## INPUT FOR THIS TASK
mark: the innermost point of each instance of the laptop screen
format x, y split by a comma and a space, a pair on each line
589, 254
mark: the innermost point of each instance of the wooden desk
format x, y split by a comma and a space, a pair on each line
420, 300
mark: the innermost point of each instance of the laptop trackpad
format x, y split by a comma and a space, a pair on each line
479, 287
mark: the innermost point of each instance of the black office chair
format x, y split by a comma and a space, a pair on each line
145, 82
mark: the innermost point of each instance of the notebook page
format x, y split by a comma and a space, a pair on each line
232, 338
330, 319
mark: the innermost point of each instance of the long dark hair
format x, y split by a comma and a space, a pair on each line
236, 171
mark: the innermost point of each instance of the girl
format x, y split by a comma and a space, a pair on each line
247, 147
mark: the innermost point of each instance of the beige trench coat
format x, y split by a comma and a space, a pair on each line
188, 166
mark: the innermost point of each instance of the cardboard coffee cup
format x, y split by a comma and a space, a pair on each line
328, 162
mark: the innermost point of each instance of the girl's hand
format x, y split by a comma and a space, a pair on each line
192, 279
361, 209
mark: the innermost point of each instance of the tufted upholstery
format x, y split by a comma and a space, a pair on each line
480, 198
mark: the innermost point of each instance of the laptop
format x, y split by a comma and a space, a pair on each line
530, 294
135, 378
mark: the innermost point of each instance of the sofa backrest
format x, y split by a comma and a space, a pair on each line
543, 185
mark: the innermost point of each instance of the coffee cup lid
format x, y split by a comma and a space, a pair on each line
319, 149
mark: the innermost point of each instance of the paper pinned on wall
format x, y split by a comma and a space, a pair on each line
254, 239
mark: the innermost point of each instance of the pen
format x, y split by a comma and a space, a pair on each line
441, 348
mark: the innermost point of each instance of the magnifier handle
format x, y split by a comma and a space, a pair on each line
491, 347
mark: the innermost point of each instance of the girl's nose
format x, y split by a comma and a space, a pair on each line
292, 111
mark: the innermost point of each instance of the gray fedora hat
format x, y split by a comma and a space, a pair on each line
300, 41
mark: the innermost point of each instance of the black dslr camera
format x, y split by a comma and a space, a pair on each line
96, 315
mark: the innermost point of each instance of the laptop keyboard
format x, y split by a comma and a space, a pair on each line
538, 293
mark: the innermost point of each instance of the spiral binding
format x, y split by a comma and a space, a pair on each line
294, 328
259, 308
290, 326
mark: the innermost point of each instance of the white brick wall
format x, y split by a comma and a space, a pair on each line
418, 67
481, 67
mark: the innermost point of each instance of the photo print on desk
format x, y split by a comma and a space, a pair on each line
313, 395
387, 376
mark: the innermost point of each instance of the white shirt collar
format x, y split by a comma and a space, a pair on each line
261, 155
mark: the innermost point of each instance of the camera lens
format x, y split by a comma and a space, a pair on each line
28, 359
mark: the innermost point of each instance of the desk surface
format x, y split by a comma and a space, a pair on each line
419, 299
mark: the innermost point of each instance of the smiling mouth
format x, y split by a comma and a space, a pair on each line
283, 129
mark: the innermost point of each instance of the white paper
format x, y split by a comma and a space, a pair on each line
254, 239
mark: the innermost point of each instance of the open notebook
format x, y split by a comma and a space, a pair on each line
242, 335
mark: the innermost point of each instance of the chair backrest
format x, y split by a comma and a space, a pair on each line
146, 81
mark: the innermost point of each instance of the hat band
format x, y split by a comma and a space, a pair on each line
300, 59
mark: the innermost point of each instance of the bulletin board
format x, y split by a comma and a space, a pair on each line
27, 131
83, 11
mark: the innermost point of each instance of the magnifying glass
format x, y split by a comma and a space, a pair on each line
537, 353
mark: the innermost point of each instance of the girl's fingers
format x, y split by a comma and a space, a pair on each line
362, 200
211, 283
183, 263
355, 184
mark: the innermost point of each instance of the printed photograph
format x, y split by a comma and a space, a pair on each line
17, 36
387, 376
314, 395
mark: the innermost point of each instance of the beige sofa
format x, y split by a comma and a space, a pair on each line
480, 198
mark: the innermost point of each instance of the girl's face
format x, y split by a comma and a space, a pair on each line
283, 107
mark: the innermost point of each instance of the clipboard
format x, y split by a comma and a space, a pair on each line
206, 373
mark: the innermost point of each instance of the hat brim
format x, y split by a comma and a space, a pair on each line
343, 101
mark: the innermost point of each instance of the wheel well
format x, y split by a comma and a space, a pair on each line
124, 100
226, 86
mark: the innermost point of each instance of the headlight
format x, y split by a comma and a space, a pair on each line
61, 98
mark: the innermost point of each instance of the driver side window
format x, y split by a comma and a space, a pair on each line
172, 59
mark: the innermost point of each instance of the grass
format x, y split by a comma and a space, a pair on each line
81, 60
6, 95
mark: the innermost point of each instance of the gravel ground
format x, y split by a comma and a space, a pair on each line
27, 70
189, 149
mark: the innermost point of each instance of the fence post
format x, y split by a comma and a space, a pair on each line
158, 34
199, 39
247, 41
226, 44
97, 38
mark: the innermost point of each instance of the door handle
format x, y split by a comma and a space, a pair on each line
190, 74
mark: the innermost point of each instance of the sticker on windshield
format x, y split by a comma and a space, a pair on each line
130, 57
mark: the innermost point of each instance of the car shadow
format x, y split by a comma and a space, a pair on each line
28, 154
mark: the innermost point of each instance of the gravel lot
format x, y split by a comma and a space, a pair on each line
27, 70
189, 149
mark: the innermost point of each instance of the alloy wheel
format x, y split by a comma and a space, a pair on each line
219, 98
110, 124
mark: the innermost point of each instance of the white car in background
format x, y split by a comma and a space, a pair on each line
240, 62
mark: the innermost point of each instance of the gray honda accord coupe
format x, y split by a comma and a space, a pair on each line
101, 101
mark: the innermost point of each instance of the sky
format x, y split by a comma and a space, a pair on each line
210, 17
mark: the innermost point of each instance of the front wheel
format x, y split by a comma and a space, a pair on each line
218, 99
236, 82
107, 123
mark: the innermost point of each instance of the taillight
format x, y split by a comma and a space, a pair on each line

## PROBLEM TO WORK ON
Set every line of the listing down word for word.

## ANSWER TO THE TASK
mark: the innermost point of each instance of the laptop screen
format x, y split by a comma and a space, a pair on each line
589, 254
mark: the innermost point of each instance of the wooden desk
format x, y split by a comma and a space, a pair on each line
420, 300
mark: the innermost point of each instance of the laptop trackpad
format x, y split by a comma and a space, a pair on each line
479, 287
mark: the innermost point of each instance of the black office chair
format x, y split by a comma and a space, a pair on each line
145, 82
mark: the innermost point of each instance of the notebook page
format x, y split by a comma and a space, a pair on each line
232, 338
330, 319
mark: the innermost point of each instance of the long dark hair
format x, y split by a comma and a space, a pair on each line
236, 171
mark: the innermost point of each instance of the girl
format x, y split by a comma and a space, a pair on each line
247, 147
mark: the innermost point of each instance of the beige trench coat
format x, y split by a comma and a space, a pair on each line
188, 166
mark: the innermost point of each instance of the cardboard coffee cup
format x, y split by a comma and a space, a pair on each line
328, 162
mark: the innermost point of each instance of the girl's hand
format x, y split by a comma and a space, a pair on each line
192, 279
361, 209
mark: the innermost point of each instance of the tufted upholstery
format x, y split by a comma and a space, a pair on each line
480, 198
mark: the innermost point of each instance of the laptop
format x, y split by a comma and a space, a pair on each line
530, 294
135, 378
mark: the innermost point of each instance of the sofa backrest
format x, y split by a comma and a space, a pair on each line
543, 185
mark: the innermost point of each instance of the coffee cup lid
format x, y split by a comma and a space, a pair on each line
319, 149
mark: the innermost point of each instance of the paper pinned on wall
format x, y split by a comma and a space, a pair on each line
254, 239
mark: the innermost point of each instance of the pen
format x, y split by a comma and a space, a pair on each line
441, 348
mark: the innermost point of each instance of the magnifier handle
format x, y split by a comma and a space, a pair on each line
491, 347
mark: the innermost point of each instance of the girl's nose
format x, y split by a comma and a space, a pair on each line
292, 111
mark: the innermost point of each instance of the gray fedora hat
format x, y split by a comma and a space, a pair on each line
300, 41
mark: the innermost point of each instance of the black dslr camera
format x, y split by a comma and a space, a pair on each line
96, 315
mark: the innermost point of each instance of the laptop keyboard
format x, y split by a comma and a space, a pair on each line
538, 293
mark: the innermost point of each instance of the spiral binding
format x, y split by a comma and a space, a pair on each line
294, 328
259, 308
290, 326
mark: the innermost point of each instance of the white brick wall
format x, y split by a comma and a space, a pair on each line
418, 67
481, 67
mark: the innermost point of each instance of the photo print on desk
format x, y split by a comma and a space, a pair on each line
313, 395
387, 376
mark: the innermost point of each instance of the white shirt collar
format x, y split by a comma and a space, a pair on each line
261, 155
mark: the innermost point of each instance of the camera lens
format x, y split by a comma and a space, a pair on each line
28, 359
mark: the innermost point of each instance of the desk surface
format x, y split by a comma and a space, a pair on each line
419, 299
mark: the innermost point of each instance of the smiling mouth
format x, y split by a comma and a space, a pair on each line
283, 129
mark: the innermost point of each instance of the white paper
format x, y split by a comma and a space, a pair on each line
254, 239
mark: the innermost point of each instance of the open notebook
format x, y split by a comma and a space, a pair on each line
242, 335
mark: the innermost point of each instance of the chair backrest
format x, y split by a comma and a space, a pair on each line
146, 81
mark: the innermost point of each instance of the hat band
format x, y split by a comma and a space, a pair on each line
300, 59
mark: the innermost point of each instance of the bulletin board
format x, y split by a comma and a space, a pair on each line
27, 131
83, 11
mark: the innermost point of each instance of the magnifying glass
format x, y split by a comma and a space, a pair on each line
537, 353
mark: the innermost point of each instance of the girl's fingers
format x, y split by a comma and a space, a pair on each line
362, 200
211, 283
183, 263
355, 184
mark: the innermost point of each instance of the printed photograph
format x, y split by a comma and a space, a pair on each line
17, 36
387, 376
314, 395
mark: the innermost point of each instance of the beige sofa
format x, y split by a comma and a space, a pair on each line
480, 198
mark: the innermost point of each instance of the girl's face
format x, y split by a comma and a space, a pair on each line
283, 107
mark: the innermost point of each instance of the clipboard
format x, y split by a comma and a space, a pair on each line
206, 373
mark: the innermost point of each instance of the hat brim
format x, y split by a comma and a space, a pair on each line
343, 101
mark: the innermost point of each instance of the wheel well
format x, y split by a comma and a space, a pair on each line
124, 100
226, 86
mark: the innermost point of each instance of the headlight
format x, y split by a comma and a space, a pair on each line
61, 98
mark: the innermost point of each instance of the driver side window
format x, y split by a comma and a space, a pair on each line
172, 59
mark: the innermost point of each instance of the grass
format x, y split by a comma and a space, a pair on each line
81, 60
6, 95
mark: the innermost point of each instance of the gravel ground
format x, y split by a comma and a space, a pair on each line
27, 70
189, 149
mark: the innermost point of each instance of the fence post
format x, y split by a comma and a space, a pair on each line
158, 34
199, 39
247, 41
226, 44
97, 38
mark: the innermost point of each instance of the door handle
format x, y split by a comma and a space, a pair on each line
190, 74
mark: the innermost point of each instance of the sticker on windshield
format x, y split by a comma and a space, a pair on each line
130, 57
mark: the innermost point of each instance of the car shadow
format x, y split by a comma and a space, a pair on each line
28, 154
mark: the innermost point of each instance of the gravel lot
format x, y split by a comma and a space, a pair on each line
27, 70
189, 149
mark: the innermost point of each instance of the alloy wheel
format x, y split by a comma and a space, a pair on each line
219, 98
110, 124
mark: the innermost point of each instance of the white car in background
format x, y split by a comma and a space, a pair on each line
240, 62
mark: the innermost point of each instance of the gray honda accord coupe
format x, y split by a comma and a space, a pair on each line
101, 101
mark: the innermost point of each instance of the sky
format x, y split by a comma and a space, a pair on each line
210, 17
mark: the innermost point of each instance of the front wheel
format x, y split by a comma and a space, a pair on each line
218, 99
236, 82
107, 123
mark: the innermost point of each instance of the taillight
format x, y split by a comma and a space, a pair on each line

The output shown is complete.